======== Records for processing
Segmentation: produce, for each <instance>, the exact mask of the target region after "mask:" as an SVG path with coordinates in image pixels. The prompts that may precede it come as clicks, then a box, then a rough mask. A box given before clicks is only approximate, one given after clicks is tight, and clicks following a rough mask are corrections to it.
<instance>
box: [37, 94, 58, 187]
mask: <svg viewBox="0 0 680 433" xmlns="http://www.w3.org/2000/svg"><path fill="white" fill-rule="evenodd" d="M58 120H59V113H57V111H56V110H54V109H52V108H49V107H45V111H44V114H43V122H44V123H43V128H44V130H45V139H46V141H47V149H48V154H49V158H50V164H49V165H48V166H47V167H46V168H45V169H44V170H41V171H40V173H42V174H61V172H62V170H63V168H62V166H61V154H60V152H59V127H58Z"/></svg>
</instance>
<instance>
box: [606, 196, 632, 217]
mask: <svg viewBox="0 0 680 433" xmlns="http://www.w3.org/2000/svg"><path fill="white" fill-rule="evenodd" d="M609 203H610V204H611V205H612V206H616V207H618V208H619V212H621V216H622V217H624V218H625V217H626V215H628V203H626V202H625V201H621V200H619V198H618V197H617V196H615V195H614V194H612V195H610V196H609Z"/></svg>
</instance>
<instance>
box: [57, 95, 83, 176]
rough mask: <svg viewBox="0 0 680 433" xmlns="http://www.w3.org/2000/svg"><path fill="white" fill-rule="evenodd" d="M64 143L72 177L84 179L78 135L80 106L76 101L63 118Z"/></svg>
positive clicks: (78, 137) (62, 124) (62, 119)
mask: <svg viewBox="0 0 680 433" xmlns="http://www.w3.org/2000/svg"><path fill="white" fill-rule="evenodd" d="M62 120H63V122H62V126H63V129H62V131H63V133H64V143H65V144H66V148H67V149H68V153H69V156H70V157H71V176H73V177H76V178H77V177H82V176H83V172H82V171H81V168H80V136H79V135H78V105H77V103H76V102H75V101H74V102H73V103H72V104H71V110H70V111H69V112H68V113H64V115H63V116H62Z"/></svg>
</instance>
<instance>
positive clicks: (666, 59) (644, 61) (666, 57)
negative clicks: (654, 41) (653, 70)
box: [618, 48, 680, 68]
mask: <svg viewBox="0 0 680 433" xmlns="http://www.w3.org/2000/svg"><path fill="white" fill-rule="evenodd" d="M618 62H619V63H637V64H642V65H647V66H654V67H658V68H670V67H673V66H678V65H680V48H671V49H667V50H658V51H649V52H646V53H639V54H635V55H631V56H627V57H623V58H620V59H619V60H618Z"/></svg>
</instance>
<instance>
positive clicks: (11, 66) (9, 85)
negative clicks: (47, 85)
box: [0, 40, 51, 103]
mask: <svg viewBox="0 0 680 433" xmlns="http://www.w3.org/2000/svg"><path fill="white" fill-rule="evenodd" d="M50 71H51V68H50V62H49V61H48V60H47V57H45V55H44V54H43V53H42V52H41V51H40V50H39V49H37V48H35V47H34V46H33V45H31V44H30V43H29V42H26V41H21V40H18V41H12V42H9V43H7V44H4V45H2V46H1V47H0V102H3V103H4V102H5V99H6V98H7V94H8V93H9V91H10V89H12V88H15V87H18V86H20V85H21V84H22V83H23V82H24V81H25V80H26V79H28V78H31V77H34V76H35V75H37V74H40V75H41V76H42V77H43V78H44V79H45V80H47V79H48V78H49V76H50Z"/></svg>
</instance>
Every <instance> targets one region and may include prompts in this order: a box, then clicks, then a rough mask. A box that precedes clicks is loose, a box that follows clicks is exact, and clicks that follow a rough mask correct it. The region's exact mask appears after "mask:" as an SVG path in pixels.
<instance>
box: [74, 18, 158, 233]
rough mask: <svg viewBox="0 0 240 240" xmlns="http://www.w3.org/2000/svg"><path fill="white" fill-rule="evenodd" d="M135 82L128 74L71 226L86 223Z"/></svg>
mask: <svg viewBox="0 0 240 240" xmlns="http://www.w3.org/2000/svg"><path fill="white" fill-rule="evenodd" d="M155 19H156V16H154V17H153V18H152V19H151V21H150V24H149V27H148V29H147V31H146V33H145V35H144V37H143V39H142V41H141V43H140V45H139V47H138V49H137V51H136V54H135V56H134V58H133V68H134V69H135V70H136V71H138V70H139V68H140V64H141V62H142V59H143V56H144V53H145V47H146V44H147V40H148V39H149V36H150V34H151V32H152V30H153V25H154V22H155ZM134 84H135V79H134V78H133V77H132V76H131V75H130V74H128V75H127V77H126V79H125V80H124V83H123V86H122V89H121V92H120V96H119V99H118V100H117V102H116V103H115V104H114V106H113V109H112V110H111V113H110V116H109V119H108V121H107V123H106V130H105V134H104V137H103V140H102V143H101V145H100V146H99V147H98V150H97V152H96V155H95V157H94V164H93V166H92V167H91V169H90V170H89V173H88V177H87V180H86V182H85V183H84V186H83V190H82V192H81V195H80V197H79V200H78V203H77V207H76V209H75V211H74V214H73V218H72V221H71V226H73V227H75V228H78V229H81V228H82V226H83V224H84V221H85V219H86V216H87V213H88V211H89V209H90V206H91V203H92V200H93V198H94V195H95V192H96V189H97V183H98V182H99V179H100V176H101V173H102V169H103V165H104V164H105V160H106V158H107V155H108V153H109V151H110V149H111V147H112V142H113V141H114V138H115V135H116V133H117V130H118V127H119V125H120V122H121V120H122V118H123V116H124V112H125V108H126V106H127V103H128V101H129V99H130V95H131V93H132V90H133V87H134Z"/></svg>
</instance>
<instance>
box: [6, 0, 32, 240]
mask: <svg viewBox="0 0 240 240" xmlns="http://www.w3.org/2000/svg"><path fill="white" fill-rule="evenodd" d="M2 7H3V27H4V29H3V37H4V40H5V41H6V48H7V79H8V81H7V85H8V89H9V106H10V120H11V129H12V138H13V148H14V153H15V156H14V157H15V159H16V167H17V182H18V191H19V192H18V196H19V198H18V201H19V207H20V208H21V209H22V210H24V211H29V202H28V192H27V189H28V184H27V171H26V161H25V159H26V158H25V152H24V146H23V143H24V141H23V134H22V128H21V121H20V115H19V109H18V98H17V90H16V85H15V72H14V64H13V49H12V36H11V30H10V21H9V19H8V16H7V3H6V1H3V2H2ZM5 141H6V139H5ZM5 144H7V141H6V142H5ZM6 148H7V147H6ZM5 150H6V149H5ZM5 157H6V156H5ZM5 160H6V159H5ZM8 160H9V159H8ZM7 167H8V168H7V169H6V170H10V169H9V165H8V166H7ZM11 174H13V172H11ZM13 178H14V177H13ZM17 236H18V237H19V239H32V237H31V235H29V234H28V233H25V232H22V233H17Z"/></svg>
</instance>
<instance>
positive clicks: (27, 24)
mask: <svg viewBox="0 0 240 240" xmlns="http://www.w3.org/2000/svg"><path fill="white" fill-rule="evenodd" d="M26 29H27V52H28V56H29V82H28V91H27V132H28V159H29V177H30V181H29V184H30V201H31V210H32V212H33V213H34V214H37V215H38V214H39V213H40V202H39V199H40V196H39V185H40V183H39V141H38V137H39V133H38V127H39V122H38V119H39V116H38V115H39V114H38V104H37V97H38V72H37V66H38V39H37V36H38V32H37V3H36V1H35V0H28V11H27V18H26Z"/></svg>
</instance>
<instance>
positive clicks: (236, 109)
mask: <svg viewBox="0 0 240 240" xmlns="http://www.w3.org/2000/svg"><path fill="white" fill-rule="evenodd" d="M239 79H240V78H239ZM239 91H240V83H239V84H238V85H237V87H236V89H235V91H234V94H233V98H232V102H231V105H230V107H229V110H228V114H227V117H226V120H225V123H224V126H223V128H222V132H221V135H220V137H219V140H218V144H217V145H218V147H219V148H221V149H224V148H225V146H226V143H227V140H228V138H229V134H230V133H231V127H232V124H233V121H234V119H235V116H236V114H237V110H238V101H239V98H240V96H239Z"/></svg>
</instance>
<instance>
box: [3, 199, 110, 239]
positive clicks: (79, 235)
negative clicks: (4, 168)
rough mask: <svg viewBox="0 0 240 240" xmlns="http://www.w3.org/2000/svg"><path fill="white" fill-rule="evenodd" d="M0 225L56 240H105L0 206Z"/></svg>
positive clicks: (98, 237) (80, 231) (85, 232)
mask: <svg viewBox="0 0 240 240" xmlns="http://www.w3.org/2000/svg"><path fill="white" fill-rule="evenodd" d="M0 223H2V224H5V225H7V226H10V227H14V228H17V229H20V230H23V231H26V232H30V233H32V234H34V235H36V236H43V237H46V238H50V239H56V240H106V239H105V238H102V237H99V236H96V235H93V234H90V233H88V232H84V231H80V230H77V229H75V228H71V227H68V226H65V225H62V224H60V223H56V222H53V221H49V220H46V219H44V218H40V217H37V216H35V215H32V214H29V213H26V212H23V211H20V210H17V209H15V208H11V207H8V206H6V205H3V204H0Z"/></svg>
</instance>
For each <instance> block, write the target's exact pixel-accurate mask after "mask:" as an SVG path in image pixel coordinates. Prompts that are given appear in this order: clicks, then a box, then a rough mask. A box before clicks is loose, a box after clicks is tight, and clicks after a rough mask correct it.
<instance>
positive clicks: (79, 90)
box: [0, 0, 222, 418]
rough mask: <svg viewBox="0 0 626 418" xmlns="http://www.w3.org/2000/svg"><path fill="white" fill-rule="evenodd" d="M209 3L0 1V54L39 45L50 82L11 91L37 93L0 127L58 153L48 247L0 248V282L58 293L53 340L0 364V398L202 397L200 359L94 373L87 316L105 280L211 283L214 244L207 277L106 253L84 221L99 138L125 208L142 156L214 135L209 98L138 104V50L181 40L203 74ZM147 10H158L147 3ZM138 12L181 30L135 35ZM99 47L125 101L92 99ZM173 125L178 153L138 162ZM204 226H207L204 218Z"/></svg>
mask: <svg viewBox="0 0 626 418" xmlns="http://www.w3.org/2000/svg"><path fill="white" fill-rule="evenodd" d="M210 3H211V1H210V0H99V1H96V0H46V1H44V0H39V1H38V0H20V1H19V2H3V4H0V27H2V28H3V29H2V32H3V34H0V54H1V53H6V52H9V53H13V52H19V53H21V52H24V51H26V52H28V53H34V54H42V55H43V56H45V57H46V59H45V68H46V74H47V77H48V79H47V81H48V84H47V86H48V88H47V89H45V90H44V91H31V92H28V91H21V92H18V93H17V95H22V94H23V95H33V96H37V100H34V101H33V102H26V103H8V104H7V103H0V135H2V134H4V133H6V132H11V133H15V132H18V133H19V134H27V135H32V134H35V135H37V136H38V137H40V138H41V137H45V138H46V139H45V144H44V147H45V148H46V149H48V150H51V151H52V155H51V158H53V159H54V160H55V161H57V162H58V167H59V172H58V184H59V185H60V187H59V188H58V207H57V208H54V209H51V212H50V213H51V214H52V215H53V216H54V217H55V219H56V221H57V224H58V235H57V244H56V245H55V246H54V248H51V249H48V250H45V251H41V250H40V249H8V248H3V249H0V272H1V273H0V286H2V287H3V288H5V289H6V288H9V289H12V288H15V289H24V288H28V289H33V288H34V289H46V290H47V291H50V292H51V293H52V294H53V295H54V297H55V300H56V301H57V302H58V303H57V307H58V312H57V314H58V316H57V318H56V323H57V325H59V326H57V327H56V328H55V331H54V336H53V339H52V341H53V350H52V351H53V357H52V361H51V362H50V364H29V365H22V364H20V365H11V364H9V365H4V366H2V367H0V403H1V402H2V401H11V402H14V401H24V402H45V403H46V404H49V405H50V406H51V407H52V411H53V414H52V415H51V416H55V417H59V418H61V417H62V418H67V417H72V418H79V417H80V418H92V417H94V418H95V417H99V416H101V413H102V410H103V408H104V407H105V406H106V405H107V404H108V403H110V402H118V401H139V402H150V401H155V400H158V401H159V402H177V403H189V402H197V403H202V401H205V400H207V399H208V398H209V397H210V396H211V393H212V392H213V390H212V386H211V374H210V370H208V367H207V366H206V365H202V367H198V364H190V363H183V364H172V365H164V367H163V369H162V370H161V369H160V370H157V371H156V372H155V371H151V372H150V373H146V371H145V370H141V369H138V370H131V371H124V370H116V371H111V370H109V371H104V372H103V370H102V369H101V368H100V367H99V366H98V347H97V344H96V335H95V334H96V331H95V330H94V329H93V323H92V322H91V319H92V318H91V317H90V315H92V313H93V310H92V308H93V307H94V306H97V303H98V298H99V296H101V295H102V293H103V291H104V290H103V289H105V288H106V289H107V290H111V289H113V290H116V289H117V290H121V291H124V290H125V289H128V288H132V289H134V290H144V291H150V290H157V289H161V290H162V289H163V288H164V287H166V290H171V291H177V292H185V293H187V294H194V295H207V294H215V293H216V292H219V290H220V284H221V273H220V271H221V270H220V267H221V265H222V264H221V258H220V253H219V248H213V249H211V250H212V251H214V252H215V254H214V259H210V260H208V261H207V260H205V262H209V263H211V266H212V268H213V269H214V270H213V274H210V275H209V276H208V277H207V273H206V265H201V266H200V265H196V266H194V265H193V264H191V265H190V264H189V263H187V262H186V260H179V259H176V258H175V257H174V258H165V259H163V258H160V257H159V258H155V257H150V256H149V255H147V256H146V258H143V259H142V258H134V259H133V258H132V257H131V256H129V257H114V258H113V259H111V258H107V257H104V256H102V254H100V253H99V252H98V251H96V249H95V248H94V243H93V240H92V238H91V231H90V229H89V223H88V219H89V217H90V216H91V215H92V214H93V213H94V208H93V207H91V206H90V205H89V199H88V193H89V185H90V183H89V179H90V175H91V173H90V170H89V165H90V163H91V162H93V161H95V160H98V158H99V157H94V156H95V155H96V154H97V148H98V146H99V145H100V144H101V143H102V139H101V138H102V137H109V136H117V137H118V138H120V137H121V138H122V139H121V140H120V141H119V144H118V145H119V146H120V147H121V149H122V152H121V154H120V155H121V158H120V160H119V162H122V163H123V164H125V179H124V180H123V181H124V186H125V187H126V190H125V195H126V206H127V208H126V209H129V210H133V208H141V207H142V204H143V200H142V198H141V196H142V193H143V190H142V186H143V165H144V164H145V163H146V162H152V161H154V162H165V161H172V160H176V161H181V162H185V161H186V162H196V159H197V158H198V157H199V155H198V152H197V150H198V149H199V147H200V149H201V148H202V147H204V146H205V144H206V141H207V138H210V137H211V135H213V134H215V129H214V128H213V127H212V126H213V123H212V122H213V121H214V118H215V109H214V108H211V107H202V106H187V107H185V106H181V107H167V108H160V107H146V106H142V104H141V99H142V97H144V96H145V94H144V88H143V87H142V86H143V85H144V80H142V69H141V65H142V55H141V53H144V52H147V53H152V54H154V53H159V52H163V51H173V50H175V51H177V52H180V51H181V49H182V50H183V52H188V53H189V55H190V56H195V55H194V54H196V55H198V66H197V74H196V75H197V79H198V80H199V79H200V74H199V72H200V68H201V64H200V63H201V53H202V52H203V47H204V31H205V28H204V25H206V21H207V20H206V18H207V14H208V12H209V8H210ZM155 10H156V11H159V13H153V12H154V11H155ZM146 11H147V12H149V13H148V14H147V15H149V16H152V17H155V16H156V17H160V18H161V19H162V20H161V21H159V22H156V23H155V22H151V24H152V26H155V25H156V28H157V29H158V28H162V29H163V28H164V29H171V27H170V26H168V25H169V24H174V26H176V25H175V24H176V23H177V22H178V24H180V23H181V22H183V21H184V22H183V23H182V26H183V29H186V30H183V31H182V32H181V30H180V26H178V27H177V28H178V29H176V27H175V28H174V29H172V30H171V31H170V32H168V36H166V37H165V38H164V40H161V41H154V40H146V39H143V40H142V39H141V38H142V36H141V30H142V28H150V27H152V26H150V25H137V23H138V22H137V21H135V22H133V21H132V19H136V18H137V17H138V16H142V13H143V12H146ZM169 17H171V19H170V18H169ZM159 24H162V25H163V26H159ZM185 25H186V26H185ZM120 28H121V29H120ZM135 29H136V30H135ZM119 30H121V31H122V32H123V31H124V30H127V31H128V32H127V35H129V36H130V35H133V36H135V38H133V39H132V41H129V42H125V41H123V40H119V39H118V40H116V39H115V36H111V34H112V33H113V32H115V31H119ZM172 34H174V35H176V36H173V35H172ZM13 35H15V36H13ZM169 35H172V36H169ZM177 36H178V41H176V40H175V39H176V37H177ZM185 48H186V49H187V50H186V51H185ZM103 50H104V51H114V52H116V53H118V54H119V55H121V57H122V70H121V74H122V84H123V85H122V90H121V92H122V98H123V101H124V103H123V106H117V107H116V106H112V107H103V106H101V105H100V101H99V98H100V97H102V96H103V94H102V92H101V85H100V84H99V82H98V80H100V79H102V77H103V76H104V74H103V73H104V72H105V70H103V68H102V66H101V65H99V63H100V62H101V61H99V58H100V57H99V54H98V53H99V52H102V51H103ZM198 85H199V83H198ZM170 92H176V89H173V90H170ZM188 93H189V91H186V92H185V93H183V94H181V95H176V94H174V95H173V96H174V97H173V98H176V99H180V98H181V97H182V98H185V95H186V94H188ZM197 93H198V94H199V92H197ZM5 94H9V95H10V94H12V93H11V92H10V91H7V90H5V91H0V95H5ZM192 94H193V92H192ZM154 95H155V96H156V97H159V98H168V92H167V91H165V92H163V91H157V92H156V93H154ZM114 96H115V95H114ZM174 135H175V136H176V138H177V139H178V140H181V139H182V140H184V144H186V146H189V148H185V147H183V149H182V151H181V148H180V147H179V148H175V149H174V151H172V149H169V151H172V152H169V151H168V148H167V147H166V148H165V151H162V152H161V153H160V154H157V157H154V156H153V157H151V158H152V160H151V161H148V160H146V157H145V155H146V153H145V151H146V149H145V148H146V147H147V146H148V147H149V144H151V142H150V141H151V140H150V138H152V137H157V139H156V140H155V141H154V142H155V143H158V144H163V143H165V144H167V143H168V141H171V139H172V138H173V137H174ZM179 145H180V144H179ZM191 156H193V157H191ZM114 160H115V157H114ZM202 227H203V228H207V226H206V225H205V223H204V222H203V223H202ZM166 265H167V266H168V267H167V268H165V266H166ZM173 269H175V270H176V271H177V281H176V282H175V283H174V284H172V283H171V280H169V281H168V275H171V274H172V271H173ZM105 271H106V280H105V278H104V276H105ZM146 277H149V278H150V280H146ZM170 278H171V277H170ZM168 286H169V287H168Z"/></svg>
================
> **Action item**
Wherever the word "negative" appears in a line of the data, copy that line.

> **Written response**
negative clicks: (654, 41) (653, 70)
negative clicks: (47, 85)
negative clicks: (4, 168)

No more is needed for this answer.